--- MATERIAL PROVIDED Enclosed Below ---

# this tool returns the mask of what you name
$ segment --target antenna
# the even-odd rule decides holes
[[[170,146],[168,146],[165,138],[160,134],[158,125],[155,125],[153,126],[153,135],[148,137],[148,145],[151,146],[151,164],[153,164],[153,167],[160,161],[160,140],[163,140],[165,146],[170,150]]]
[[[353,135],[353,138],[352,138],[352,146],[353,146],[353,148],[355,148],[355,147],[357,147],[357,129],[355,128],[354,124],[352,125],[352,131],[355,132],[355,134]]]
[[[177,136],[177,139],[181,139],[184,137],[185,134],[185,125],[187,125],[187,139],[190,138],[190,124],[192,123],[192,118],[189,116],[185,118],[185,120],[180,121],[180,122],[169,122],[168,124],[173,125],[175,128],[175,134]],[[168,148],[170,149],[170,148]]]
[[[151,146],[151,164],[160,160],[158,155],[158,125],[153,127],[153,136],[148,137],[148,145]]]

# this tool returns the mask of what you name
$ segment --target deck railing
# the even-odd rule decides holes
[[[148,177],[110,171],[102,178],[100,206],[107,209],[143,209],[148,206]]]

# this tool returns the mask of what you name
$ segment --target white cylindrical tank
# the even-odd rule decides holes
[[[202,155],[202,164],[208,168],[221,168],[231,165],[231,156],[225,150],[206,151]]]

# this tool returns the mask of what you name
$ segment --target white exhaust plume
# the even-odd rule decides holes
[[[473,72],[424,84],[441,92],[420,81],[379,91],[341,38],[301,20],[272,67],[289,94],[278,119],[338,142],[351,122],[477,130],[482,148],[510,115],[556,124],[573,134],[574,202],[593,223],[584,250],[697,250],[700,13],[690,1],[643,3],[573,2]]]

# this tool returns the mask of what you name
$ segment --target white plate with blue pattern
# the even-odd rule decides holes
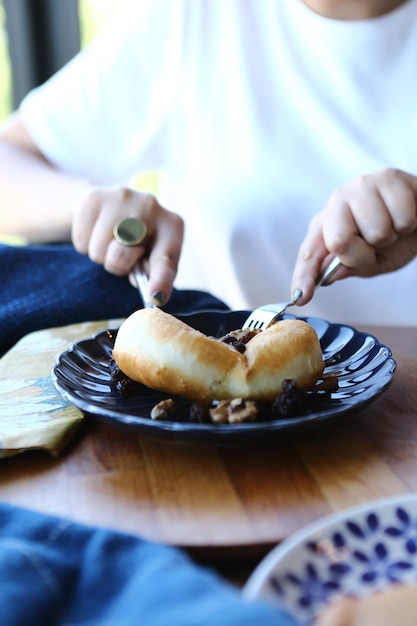
[[[307,626],[337,597],[395,583],[417,583],[417,494],[371,502],[294,533],[263,559],[243,593]]]

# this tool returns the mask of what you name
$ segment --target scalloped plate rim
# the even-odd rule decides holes
[[[188,318],[193,318],[196,316],[212,315],[212,314],[220,315],[221,317],[228,316],[228,315],[246,316],[248,312],[247,311],[197,311],[194,313],[188,313],[188,314],[183,314],[183,315],[178,314],[178,317],[180,319],[187,320]],[[92,417],[93,419],[100,419],[102,421],[107,421],[107,422],[111,422],[112,420],[115,420],[118,423],[118,425],[122,427],[124,426],[124,427],[129,427],[129,428],[137,428],[138,430],[146,431],[149,435],[151,435],[152,433],[155,433],[155,436],[157,436],[157,432],[166,433],[166,434],[171,433],[171,434],[178,434],[178,435],[194,435],[194,434],[197,435],[197,434],[209,433],[210,435],[214,434],[215,438],[216,439],[218,438],[219,440],[226,438],[226,437],[230,437],[230,435],[232,434],[248,435],[250,433],[253,433],[253,434],[265,433],[265,432],[276,433],[276,432],[283,431],[283,430],[287,431],[293,428],[302,427],[307,424],[327,421],[331,418],[335,418],[335,417],[344,415],[346,413],[356,412],[364,408],[371,402],[373,402],[391,384],[393,380],[394,372],[396,369],[396,361],[392,357],[391,349],[387,345],[380,343],[378,339],[371,333],[358,331],[349,324],[333,323],[325,319],[317,318],[313,316],[297,317],[295,315],[285,314],[283,317],[284,319],[301,319],[301,320],[307,321],[308,323],[312,323],[313,327],[314,327],[314,323],[324,324],[327,326],[327,330],[329,328],[348,329],[349,331],[352,332],[352,335],[354,337],[363,336],[363,337],[374,340],[376,346],[379,346],[381,349],[386,350],[386,358],[384,361],[384,365],[390,367],[389,378],[387,378],[387,380],[385,381],[383,385],[381,385],[375,390],[375,393],[372,393],[372,395],[367,394],[366,397],[360,401],[357,401],[354,403],[349,403],[348,401],[346,401],[346,404],[340,404],[338,407],[333,408],[331,411],[325,409],[322,411],[317,411],[311,414],[302,415],[300,417],[289,418],[286,420],[284,419],[271,420],[271,421],[252,422],[252,423],[238,424],[238,425],[237,424],[234,424],[234,425],[200,424],[200,423],[190,423],[190,422],[180,422],[180,421],[156,422],[156,421],[151,420],[149,417],[146,417],[143,415],[124,413],[121,410],[118,410],[117,408],[113,408],[113,409],[106,408],[105,409],[105,411],[107,412],[107,415],[106,415],[106,414],[103,414],[103,407],[101,405],[91,403],[85,400],[84,398],[77,396],[75,392],[70,393],[65,387],[63,387],[63,385],[58,380],[59,377],[58,377],[57,372],[60,371],[61,369],[60,360],[62,359],[64,355],[66,355],[67,353],[73,352],[75,349],[77,349],[77,347],[81,346],[84,343],[97,342],[104,335],[109,334],[109,333],[116,333],[118,330],[118,329],[111,329],[111,328],[102,330],[91,337],[86,337],[78,341],[75,341],[67,350],[59,354],[55,360],[55,364],[52,367],[51,377],[52,377],[54,386],[57,389],[57,391],[59,391],[59,393],[63,397],[65,397],[70,403],[74,404],[75,406],[77,406],[77,408],[83,411],[87,417]],[[152,390],[150,391],[152,392]],[[187,436],[187,439],[188,439],[188,436]]]

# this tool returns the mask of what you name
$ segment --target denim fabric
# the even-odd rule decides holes
[[[0,355],[24,335],[77,322],[127,317],[141,305],[126,276],[106,272],[70,244],[0,244]],[[170,313],[227,310],[202,291],[174,291]]]
[[[176,548],[0,503],[4,626],[296,626]]]

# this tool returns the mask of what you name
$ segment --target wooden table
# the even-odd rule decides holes
[[[58,458],[1,460],[0,499],[252,567],[319,517],[417,491],[417,331],[365,330],[390,345],[398,368],[348,418],[262,447],[218,448],[86,422]]]

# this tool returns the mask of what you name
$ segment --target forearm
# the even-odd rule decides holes
[[[0,234],[32,243],[68,241],[73,206],[86,184],[39,153],[0,141]]]

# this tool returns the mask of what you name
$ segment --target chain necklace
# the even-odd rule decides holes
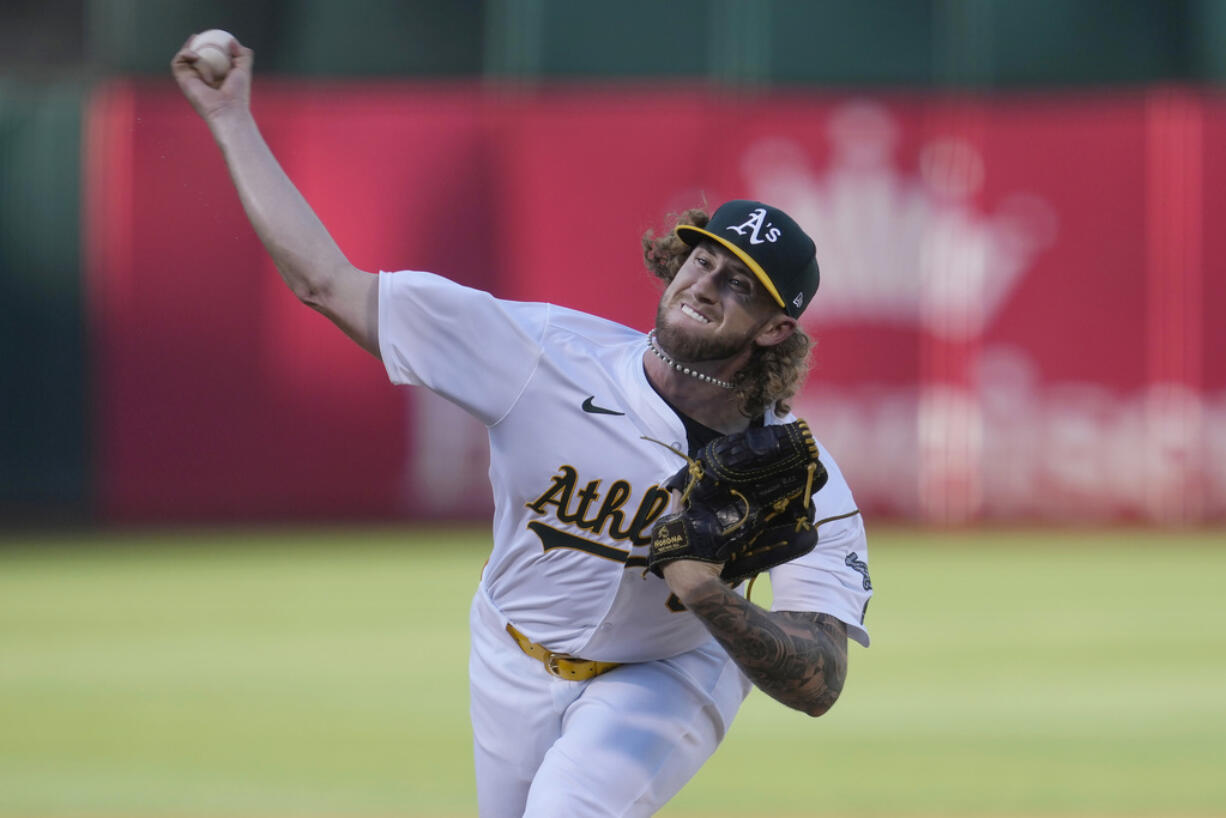
[[[732,388],[732,384],[729,383],[728,381],[721,381],[719,378],[712,378],[710,375],[704,375],[701,372],[695,372],[693,369],[690,369],[685,364],[674,361],[667,352],[660,349],[660,347],[656,344],[656,331],[654,329],[651,332],[647,333],[647,348],[650,349],[652,352],[654,352],[656,354],[656,357],[659,358],[661,361],[663,361],[666,365],[672,367],[673,369],[677,370],[683,375],[689,375],[691,378],[697,378],[700,381],[704,381],[714,386],[718,386],[720,389],[731,389]]]

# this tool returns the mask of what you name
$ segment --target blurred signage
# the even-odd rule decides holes
[[[646,230],[788,210],[823,269],[796,408],[866,512],[1226,519],[1219,97],[268,83],[256,113],[359,267],[644,330]],[[488,514],[482,427],[297,304],[172,90],[101,89],[88,144],[104,516]]]

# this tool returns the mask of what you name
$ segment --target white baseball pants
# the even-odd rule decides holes
[[[715,752],[751,686],[714,640],[576,682],[520,650],[480,589],[471,624],[481,818],[652,815]]]

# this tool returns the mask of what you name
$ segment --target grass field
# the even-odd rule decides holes
[[[0,539],[0,815],[475,815],[486,550]],[[1226,533],[874,530],[871,566],[835,709],[755,693],[662,815],[1226,815]]]

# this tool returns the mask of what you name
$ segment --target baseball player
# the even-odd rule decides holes
[[[750,201],[645,237],[667,283],[647,335],[427,272],[363,272],[260,135],[252,52],[231,53],[216,87],[186,45],[172,72],[282,278],[393,383],[430,389],[489,431],[493,548],[469,663],[480,814],[651,815],[715,751],[753,685],[826,712],[847,637],[868,645],[872,593],[861,517],[829,452],[815,447],[828,475],[807,512],[817,545],[771,569],[773,610],[721,581],[719,561],[661,565],[652,540],[678,508],[664,484],[683,458],[795,420],[786,400],[809,348],[797,317],[819,283],[809,237]]]

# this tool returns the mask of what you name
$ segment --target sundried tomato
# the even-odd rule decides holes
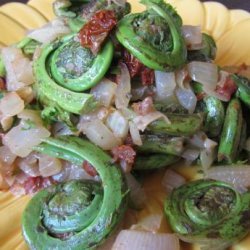
[[[127,50],[124,50],[124,61],[128,67],[131,77],[135,77],[140,74],[143,64]]]
[[[142,85],[151,85],[155,81],[154,70],[146,67],[136,57],[131,55],[127,50],[124,51],[124,62],[128,67],[130,76],[140,76]]]
[[[152,69],[149,69],[147,67],[143,67],[143,70],[141,71],[141,82],[142,85],[147,86],[153,84],[155,81],[155,72]]]
[[[90,176],[95,177],[97,175],[97,171],[94,166],[92,166],[88,161],[84,161],[82,167]]]
[[[136,156],[135,150],[129,145],[121,145],[112,149],[114,161],[124,160],[129,164],[133,164]]]
[[[114,11],[101,10],[95,13],[88,23],[79,32],[79,38],[83,47],[98,53],[102,43],[116,26],[117,19]]]
[[[6,90],[6,82],[2,77],[0,77],[0,90]]]

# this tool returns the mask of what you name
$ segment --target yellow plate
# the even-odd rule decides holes
[[[31,0],[27,5],[10,3],[0,7],[0,48],[21,39],[27,29],[43,25],[54,17],[53,0]],[[137,0],[130,0],[134,12],[143,10]],[[202,30],[213,35],[218,44],[217,63],[221,66],[250,65],[250,14],[243,10],[228,10],[223,5],[198,0],[168,0],[183,18],[184,24],[200,25]],[[179,166],[177,171],[188,179],[196,178],[196,169]],[[145,183],[150,202],[137,214],[143,220],[152,210],[161,215],[164,193],[161,189],[161,175],[155,175]],[[152,188],[153,187],[153,188]],[[151,195],[154,193],[154,196]],[[21,235],[21,214],[29,197],[16,198],[0,192],[0,249],[27,250]],[[168,232],[163,223],[159,232]],[[184,249],[184,248],[183,248]],[[188,248],[190,249],[190,248]],[[192,249],[199,249],[193,246]],[[233,246],[231,250],[249,250],[250,237]],[[153,249],[152,249],[153,250]]]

--- End of Enclosed MATERIAL PROVIDED ---

**THE TASK:** Please print, exactly and with nothing else, the lines from the first line of the entries through the line containing "white cylindrical tank".

**SOLUTION FOR THIS PROBLEM:**
# this tool returns the mask of what you name
$ segment --target antenna
# the even-odd rule decides holes
[[[170,146],[168,146],[165,138],[160,134],[158,125],[155,125],[153,126],[153,135],[148,137],[148,145],[151,146],[151,164],[153,164],[153,167],[160,161],[160,140],[163,140],[165,146],[170,150]]]
[[[353,135],[353,138],[352,138],[352,146],[353,146],[353,148],[355,148],[355,147],[357,147],[357,129],[355,128],[354,124],[352,125],[352,131],[355,132],[355,134]]]
[[[177,136],[177,139],[181,139],[184,137],[185,134],[185,125],[187,125],[187,139],[190,138],[190,124],[192,123],[192,118],[189,116],[185,118],[185,120],[180,121],[180,122],[169,122],[168,124],[173,125],[175,128],[175,134]],[[168,148],[170,149],[170,148]]]
[[[151,146],[151,164],[160,160],[158,155],[158,125],[153,127],[153,136],[148,137],[148,145]]]

# this tool returns the mask of what you name
$ segment --target deck railing
# the even-odd rule decides holes
[[[148,177],[110,171],[102,178],[100,206],[107,209],[143,209],[148,206]]]

# this tool returns the mask of what you name
$ segment --target white cylindrical tank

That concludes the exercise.